## [Given instruction]
Reproduce each of the records that follow word for word, leaving out the pictures.

## [Materials provided]
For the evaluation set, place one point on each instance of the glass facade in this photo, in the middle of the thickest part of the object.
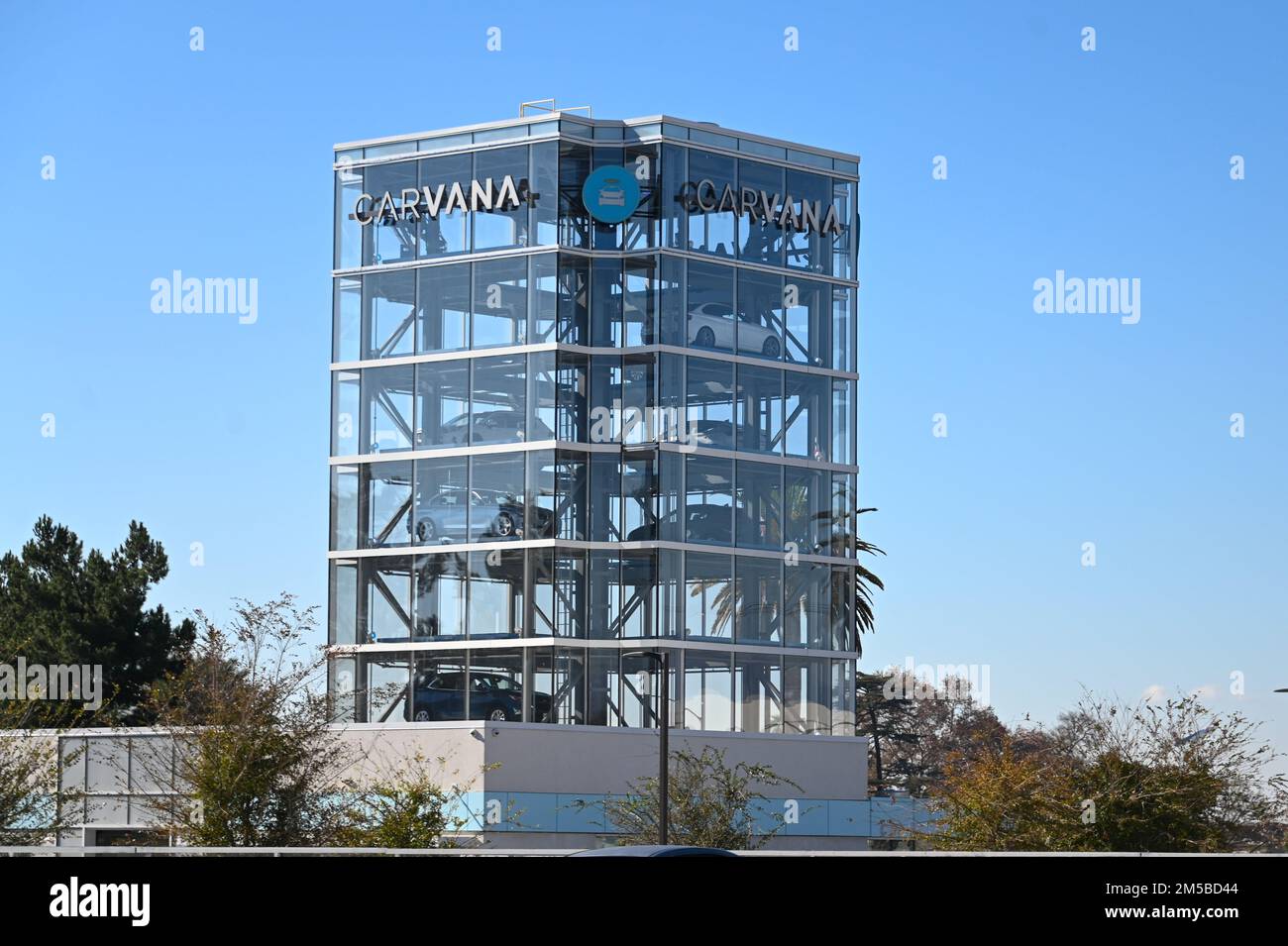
(559, 442)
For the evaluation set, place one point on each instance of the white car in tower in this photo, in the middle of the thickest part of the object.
(713, 325)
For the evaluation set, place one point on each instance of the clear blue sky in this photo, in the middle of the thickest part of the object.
(1061, 429)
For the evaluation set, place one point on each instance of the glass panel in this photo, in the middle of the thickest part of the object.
(844, 352)
(760, 314)
(711, 190)
(760, 409)
(449, 179)
(500, 302)
(670, 592)
(542, 390)
(639, 593)
(605, 497)
(759, 600)
(384, 593)
(639, 301)
(842, 607)
(708, 607)
(443, 404)
(568, 686)
(496, 684)
(605, 399)
(542, 601)
(574, 300)
(385, 499)
(642, 690)
(346, 412)
(572, 512)
(601, 684)
(342, 683)
(386, 408)
(604, 579)
(344, 602)
(842, 697)
(441, 596)
(642, 227)
(807, 605)
(386, 239)
(347, 331)
(501, 229)
(540, 504)
(760, 502)
(639, 420)
(496, 498)
(806, 695)
(498, 404)
(711, 322)
(844, 524)
(708, 501)
(384, 687)
(574, 219)
(842, 421)
(605, 236)
(438, 686)
(389, 314)
(441, 585)
(545, 193)
(605, 309)
(671, 301)
(809, 318)
(639, 482)
(542, 683)
(763, 237)
(344, 507)
(445, 306)
(670, 497)
(806, 516)
(842, 246)
(674, 209)
(348, 231)
(669, 424)
(496, 594)
(442, 501)
(709, 403)
(760, 692)
(806, 249)
(544, 301)
(809, 402)
(707, 691)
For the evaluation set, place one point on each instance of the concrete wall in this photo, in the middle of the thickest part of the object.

## [Response to this exercise]
For the evaluation set, place one point on each instance of the glass facade in this photo, in the middle of the thickest part of the object.
(559, 442)
For the evaluation set, place one point on each instance of the white car in tower in this photo, in the middle of the thickest part of the object.
(713, 325)
For the evaluation set, place one point on each instance of the clear blue sky in this photo, in the middle of the thickest part of the object.
(1061, 429)
For the evaluation set, place one point on each instance of the glass panel in this photo, in the middle of the thickest part of the object.
(844, 352)
(760, 314)
(711, 190)
(760, 409)
(449, 179)
(500, 302)
(670, 592)
(542, 390)
(639, 593)
(605, 497)
(759, 600)
(384, 593)
(639, 301)
(842, 607)
(708, 607)
(443, 404)
(568, 686)
(496, 684)
(605, 399)
(542, 601)
(574, 300)
(385, 499)
(642, 690)
(346, 412)
(572, 512)
(601, 684)
(342, 683)
(386, 408)
(604, 579)
(344, 602)
(842, 697)
(441, 596)
(642, 227)
(807, 605)
(386, 239)
(347, 331)
(501, 229)
(540, 504)
(760, 502)
(639, 420)
(496, 498)
(806, 695)
(498, 404)
(711, 322)
(844, 524)
(708, 501)
(384, 687)
(574, 219)
(842, 421)
(605, 236)
(438, 686)
(389, 314)
(441, 585)
(545, 193)
(605, 309)
(671, 301)
(809, 318)
(639, 482)
(542, 683)
(763, 237)
(344, 507)
(445, 306)
(670, 497)
(806, 516)
(842, 246)
(674, 209)
(348, 231)
(669, 424)
(496, 594)
(442, 501)
(709, 403)
(760, 692)
(806, 249)
(544, 301)
(809, 402)
(707, 691)
For the evaluation set, place one point on each instance of the concrete wall in this photo, in the middle of the thickest part of the object.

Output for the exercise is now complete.